AIM: Reproduce the records below verbatim, from the line containing "For every instance of the index" through the last line of the records, both ends included.

EXTRACTED INFORMATION:
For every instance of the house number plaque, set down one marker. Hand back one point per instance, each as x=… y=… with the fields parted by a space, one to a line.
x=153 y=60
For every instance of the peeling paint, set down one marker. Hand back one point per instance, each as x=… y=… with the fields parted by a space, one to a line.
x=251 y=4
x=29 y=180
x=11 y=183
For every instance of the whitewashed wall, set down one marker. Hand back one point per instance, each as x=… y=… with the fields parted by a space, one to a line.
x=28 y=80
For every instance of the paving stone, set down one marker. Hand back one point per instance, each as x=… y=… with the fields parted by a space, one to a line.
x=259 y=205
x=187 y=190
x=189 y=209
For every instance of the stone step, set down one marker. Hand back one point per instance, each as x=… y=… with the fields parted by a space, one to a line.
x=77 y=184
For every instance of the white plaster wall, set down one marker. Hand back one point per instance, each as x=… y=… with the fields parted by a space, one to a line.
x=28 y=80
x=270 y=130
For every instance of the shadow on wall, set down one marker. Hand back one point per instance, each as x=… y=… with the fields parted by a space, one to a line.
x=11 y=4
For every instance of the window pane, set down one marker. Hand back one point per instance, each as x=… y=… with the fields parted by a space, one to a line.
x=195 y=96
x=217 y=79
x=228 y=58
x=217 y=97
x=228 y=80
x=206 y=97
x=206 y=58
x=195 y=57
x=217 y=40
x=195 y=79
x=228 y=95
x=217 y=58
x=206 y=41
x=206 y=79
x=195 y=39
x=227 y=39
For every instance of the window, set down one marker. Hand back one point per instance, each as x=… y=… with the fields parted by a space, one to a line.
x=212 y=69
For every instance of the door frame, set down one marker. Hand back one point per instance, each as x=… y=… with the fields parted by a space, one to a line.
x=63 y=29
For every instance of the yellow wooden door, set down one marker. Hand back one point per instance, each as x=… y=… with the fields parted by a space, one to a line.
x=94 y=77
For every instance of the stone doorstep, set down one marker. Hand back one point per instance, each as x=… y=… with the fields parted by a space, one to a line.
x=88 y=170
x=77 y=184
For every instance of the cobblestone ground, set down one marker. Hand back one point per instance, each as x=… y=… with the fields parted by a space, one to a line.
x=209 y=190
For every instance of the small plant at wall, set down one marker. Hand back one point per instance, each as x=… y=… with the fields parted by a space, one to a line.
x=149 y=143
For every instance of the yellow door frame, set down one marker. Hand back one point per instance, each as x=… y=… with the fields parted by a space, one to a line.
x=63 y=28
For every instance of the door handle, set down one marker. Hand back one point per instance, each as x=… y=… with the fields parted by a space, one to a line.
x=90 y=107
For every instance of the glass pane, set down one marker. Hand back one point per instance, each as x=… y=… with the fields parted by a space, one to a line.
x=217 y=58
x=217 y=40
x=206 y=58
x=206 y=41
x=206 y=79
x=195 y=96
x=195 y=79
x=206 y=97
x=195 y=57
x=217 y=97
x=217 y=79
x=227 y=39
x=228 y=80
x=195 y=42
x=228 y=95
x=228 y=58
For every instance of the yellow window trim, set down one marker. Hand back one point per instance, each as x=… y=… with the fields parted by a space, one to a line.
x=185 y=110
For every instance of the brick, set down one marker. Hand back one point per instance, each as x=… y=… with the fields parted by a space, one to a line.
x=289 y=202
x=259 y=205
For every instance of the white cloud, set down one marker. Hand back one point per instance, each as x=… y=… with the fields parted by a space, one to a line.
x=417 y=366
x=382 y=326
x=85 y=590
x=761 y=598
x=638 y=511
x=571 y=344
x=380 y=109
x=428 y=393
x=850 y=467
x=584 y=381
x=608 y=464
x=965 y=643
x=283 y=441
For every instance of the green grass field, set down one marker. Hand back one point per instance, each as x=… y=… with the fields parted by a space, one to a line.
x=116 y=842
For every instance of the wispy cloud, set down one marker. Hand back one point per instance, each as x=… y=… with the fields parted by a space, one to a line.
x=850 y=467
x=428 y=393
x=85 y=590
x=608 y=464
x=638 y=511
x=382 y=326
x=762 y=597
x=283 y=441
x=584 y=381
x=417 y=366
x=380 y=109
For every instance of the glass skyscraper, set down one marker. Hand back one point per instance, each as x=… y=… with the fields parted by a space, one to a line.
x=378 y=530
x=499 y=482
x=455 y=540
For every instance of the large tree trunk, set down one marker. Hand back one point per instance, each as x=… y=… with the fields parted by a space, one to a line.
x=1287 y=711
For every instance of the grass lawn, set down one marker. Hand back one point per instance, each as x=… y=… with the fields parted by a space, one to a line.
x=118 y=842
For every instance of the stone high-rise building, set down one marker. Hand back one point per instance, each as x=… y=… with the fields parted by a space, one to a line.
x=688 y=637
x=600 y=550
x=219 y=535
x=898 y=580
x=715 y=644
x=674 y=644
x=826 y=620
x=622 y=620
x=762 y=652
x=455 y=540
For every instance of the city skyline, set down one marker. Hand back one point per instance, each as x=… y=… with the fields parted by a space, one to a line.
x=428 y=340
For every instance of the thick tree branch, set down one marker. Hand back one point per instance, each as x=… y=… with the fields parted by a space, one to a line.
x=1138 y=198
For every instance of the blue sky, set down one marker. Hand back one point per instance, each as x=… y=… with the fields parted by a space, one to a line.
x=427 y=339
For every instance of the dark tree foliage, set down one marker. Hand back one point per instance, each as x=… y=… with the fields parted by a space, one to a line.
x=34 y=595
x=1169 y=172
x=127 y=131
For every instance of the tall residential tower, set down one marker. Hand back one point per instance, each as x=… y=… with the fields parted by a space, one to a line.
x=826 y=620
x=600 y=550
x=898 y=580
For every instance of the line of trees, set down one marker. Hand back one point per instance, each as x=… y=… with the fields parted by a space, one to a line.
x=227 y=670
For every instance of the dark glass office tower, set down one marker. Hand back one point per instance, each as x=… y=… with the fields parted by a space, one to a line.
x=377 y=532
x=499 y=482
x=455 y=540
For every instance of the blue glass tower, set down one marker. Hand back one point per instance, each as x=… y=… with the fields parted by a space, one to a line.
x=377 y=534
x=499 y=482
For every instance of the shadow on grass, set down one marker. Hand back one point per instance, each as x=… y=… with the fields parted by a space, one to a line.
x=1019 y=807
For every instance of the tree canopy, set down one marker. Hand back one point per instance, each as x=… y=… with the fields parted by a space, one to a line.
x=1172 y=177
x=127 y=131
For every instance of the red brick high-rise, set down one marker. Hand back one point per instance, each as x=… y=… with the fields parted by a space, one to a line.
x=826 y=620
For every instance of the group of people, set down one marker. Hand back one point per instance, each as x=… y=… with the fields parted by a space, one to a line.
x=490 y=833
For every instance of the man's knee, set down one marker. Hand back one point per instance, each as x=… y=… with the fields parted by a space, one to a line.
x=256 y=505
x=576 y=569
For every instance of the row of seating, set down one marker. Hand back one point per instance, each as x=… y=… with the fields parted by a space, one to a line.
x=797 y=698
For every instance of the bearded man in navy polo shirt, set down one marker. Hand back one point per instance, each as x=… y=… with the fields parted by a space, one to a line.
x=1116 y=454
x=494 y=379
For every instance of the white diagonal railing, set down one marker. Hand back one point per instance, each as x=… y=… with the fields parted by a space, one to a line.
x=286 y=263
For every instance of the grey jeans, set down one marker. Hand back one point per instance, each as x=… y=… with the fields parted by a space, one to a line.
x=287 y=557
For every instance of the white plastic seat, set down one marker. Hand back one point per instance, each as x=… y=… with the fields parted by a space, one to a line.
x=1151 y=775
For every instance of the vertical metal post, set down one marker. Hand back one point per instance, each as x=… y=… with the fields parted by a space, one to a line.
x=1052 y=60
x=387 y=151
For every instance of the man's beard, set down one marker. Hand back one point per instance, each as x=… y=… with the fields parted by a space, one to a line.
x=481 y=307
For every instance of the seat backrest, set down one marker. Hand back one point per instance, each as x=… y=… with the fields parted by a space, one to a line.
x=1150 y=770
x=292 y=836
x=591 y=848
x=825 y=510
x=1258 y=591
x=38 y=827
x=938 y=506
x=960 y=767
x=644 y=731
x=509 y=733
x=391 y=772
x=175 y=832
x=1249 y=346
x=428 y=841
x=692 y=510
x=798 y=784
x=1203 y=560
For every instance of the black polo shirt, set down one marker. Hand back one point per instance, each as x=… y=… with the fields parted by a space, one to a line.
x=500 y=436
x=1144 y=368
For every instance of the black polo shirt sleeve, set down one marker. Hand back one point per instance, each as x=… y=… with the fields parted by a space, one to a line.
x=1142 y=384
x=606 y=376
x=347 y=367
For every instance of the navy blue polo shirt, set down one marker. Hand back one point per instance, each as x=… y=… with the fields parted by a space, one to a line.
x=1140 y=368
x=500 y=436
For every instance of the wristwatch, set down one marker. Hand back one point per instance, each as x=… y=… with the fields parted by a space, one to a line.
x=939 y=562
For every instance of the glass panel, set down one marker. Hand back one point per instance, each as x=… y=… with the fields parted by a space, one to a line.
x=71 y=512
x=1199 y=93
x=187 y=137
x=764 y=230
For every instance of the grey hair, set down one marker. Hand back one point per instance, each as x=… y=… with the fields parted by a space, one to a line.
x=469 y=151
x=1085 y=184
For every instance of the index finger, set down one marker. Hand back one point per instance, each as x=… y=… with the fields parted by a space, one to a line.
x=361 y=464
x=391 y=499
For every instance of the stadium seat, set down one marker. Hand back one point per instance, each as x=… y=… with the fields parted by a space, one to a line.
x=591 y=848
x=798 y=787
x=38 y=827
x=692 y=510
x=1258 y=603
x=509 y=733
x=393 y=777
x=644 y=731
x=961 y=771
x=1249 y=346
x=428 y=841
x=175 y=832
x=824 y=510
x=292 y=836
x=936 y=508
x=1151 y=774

WRITTEN SOLUTION:
For every instance of the index finger, set down one marker. Hand back one point per instance, each as x=… y=… with the fields parted by a space, one to a line.
x=361 y=464
x=391 y=499
For every instance of the stadium seat, set down one marker. Hand back one point per instance, each as x=… y=… with the fields parted by a space, one to a line.
x=591 y=848
x=798 y=787
x=38 y=827
x=692 y=510
x=1258 y=603
x=509 y=733
x=393 y=777
x=644 y=731
x=961 y=771
x=1249 y=346
x=428 y=841
x=175 y=832
x=824 y=510
x=292 y=836
x=936 y=508
x=1151 y=774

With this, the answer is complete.